-- Given data follows --

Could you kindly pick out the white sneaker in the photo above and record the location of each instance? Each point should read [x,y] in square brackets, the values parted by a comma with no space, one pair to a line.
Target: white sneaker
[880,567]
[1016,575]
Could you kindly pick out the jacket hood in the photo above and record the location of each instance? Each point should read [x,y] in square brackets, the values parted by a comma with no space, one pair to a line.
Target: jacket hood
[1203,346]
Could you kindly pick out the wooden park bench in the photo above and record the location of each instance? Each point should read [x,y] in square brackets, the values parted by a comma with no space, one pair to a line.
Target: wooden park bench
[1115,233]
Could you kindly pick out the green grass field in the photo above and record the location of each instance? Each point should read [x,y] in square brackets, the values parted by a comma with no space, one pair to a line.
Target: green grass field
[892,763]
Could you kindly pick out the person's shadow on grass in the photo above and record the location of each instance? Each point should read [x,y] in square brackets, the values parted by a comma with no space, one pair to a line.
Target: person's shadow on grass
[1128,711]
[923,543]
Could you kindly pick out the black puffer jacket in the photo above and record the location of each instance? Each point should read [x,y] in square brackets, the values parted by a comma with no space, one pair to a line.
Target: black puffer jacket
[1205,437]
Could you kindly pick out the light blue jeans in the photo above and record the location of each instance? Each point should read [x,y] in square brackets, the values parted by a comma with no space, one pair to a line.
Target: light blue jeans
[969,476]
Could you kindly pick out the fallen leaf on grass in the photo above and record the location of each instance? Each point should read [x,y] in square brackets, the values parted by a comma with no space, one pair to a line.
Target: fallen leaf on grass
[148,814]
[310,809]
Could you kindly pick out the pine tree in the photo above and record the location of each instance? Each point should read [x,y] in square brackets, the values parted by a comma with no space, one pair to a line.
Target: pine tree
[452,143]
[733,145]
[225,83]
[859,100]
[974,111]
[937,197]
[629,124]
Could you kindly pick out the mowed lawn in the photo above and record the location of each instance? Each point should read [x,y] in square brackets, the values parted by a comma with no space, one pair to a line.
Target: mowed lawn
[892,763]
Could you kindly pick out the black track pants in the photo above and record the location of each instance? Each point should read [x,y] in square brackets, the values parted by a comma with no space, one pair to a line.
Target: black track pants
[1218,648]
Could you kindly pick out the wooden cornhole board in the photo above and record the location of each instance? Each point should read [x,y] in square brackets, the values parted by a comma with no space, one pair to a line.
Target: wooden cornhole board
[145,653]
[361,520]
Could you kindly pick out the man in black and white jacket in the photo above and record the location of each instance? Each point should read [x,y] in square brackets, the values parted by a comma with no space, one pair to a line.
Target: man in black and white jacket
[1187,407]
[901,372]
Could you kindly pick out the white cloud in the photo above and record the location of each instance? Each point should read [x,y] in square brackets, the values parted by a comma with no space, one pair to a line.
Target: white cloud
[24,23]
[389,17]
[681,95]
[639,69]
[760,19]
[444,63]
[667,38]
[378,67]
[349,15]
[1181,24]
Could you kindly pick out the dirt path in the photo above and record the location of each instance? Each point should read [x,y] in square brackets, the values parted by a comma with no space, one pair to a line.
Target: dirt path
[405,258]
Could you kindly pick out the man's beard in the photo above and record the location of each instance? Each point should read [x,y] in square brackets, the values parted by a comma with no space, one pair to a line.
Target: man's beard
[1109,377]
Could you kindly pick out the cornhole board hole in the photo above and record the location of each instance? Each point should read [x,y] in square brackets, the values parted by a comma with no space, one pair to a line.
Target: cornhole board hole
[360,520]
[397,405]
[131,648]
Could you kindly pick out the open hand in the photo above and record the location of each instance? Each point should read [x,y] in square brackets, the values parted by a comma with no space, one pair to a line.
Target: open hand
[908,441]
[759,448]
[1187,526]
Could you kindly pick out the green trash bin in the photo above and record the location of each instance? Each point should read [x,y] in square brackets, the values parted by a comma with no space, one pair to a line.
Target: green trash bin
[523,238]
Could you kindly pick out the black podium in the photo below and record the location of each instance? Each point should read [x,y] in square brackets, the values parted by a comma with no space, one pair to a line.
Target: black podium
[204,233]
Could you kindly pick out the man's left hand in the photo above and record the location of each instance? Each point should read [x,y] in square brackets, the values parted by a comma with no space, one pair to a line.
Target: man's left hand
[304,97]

-- Given data concluded --

* Assignment *
Look above for the line with "Could you kindly pick out the black track" and the line with "Could you kindly pick out the wooden cornhole". Write out those two lines and all the lines between them, exactly, and no others.

* Solution to this problem *
Could you kindly pick out the black track pants in the photo above and record the location of each instance? Each point should read [x,y] in square brackets, the values parted by a comma with no space, one pair to a line.
Target: black track pants
[1218,648]
Could you kindly pick out the wooden cornhole board in the photo above and record the location of each instance? Each point should read [x,y] in square brackets, the values parted by a comma with no space, one pair to a line.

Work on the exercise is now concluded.